## Text to read
Closed ospiridonova closed 2 years ago

ospiridonova commented 2 years ago

Hello!

I identify a SVAR model. The "householder" identifiation method lets me impose only sign restrictions. How can I impose an exact zero restriction in addition to sign restrictions? The option when I just add "== 0" to the logical expression ("test=") does not work.

My code example:

    v = VAR(list_1);
    [v, var_db] = estimate(v, db_raw, estStartDate:estEndDate, 'order=', p, 'const=', false, ...
        'covParameters=', true, 'BVAR=', litterman, 'stdize=', true, 'A=', constrA, 'timeWeights=', db_raw.w);     %This part works well:)
    test_string = [ ...
     ' S(4,1,1) > 0 ', ...
     '&& S(1,1,1) > 0 ', ...
     '&& S(1,5,1) < 0 ',...
     '&& S(2,2,1) < 0 ',...
      '&& S(6,1,1) == 0 ',...

## Information provided
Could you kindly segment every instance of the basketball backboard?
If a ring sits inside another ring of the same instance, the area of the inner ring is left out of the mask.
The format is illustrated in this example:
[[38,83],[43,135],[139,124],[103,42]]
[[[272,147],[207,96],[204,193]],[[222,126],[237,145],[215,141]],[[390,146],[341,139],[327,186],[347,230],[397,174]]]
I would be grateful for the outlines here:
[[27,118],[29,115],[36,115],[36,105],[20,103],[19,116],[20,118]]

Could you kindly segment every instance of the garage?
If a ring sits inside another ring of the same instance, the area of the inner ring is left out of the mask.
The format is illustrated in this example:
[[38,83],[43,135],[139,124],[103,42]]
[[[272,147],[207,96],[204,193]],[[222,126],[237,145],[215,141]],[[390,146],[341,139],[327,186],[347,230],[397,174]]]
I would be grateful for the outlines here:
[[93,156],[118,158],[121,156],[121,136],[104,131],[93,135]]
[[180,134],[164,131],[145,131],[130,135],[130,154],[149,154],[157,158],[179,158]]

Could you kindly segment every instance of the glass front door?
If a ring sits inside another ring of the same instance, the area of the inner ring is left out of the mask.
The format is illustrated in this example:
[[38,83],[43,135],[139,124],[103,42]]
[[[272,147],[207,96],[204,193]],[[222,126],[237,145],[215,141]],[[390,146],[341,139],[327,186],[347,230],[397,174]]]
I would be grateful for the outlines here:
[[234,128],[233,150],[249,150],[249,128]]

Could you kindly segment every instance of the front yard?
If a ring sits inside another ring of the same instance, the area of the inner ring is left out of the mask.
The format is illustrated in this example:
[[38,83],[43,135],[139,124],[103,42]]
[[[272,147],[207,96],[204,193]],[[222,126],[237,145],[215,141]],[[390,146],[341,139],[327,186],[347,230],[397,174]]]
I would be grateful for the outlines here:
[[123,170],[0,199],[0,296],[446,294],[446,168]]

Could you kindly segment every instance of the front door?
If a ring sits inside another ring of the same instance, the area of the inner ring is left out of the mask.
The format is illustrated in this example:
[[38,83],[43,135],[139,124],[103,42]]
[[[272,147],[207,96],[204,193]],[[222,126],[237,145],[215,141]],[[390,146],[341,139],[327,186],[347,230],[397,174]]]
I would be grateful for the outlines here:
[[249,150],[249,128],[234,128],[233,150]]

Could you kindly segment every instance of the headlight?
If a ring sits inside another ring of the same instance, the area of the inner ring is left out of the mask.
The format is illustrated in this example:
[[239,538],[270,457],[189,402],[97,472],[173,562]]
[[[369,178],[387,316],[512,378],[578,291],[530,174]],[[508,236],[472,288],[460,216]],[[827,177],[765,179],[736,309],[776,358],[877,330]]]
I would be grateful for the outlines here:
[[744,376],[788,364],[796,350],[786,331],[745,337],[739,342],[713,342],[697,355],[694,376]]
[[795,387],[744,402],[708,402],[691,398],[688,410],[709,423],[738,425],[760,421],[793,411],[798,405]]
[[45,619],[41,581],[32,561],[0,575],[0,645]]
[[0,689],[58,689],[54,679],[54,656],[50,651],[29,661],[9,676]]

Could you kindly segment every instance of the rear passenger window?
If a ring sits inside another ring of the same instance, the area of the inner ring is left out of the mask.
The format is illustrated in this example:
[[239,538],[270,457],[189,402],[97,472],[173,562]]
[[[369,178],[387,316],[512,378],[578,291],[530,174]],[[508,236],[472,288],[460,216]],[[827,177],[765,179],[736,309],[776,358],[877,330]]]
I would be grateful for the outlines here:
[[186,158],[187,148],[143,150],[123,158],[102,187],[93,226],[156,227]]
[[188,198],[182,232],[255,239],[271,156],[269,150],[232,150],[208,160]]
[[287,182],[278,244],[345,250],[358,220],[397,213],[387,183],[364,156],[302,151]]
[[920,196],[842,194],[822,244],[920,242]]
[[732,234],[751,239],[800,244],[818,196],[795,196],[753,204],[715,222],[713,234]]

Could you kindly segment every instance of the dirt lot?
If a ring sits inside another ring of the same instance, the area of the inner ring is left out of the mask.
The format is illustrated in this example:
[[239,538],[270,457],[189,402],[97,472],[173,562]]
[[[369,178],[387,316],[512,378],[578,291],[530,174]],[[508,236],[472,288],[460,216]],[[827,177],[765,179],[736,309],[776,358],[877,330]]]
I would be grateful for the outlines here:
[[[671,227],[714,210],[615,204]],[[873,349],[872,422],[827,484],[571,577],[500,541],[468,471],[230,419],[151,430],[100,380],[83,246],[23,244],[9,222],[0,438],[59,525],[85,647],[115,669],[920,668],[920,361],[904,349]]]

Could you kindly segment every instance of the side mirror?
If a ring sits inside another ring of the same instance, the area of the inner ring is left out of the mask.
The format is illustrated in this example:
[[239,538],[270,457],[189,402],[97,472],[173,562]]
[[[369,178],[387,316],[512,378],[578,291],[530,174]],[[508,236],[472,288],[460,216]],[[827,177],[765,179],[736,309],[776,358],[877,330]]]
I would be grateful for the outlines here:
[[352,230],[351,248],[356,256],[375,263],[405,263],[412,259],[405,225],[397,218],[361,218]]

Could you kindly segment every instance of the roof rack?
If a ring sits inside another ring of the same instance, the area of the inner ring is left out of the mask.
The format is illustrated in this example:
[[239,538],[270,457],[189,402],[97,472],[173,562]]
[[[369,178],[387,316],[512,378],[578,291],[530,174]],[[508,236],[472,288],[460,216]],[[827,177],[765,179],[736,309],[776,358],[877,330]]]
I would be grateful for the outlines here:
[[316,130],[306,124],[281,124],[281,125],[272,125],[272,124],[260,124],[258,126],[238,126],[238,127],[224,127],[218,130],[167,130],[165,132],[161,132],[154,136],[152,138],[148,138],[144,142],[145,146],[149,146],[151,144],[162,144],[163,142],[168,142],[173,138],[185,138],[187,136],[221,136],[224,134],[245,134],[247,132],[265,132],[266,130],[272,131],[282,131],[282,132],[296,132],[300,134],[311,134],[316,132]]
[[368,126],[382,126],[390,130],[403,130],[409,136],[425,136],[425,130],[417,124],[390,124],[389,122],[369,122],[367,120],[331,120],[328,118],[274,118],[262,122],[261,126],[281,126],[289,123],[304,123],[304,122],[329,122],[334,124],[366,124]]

## Exercise instructions
1. Write out the passage of the SVAR restriction thread above, starting at "v = VAR(list_1);" and ending at "S(1,5,1) < 0 ',...".
2. Answer these questions about the SVAR restriction thread above:
(a) Which identification method lets the poster impose only sign restrictions?
(b) What did the poster add to the logical expression in an attempt that did not work?
(c) What condition does test_string place on S(2,2,1)?
3. Extend the SVAR restriction thread above, carrying on from its last shown line.

## Answers to each task
1.
v = VAR(list_1);
    [v, var_db] = estimate(v, db_raw, estStartDate:estEndDate, 'order=', p, 'const=', false, ...
        'covParameters=', true, 'BVAR=', litterman, 'stdize=', true, 'A=', constrA, 'timeWeights=', db_raw.w);     %This part works well:)
    test_string = [ ...
     ' S(4,1,1) > 0 ', ...
     '&& S(1,1,1) > 0 ', ...
     '&& S(1,5,1) < 0 ',...

2.
(a) The "householder" method.
(b) "== 0"
(c) S(2,2,1) < 0

3.
      '&& S(2,1,1) > 0 '];
     [s3,sd3] = SVAR(v,var_db,'method=', 'householder', 'test=', test_string, 'ndraw=', 1000,'maxIter=',Inf,'progress=',true);

If I remove '&& S(6,1,1) == 0 ', then everything works fine, but the constraint is not satisfied. How can I add this restriction?

jaromir-benes commented 2 years ago

Hi Olga

This is because of the random sampling nature of the algorithm. In other words, the probability that a random number will be exactly equal to your desired value, is zero, and hence this algorithm cannot be used in that instance. As a workaround, you can specify some (rather narrow) interval around zero, e.g. S(6,1,1)<0.1 && S(6,1,1)>-0.1. The narrower the interval, the larger number of draws is needed, though.

Hope this helps. Best Jaromir

On Tue, Jan 18, 2022 at 12:04 PM Olga Spiridonova @.***> wrote:

Hello!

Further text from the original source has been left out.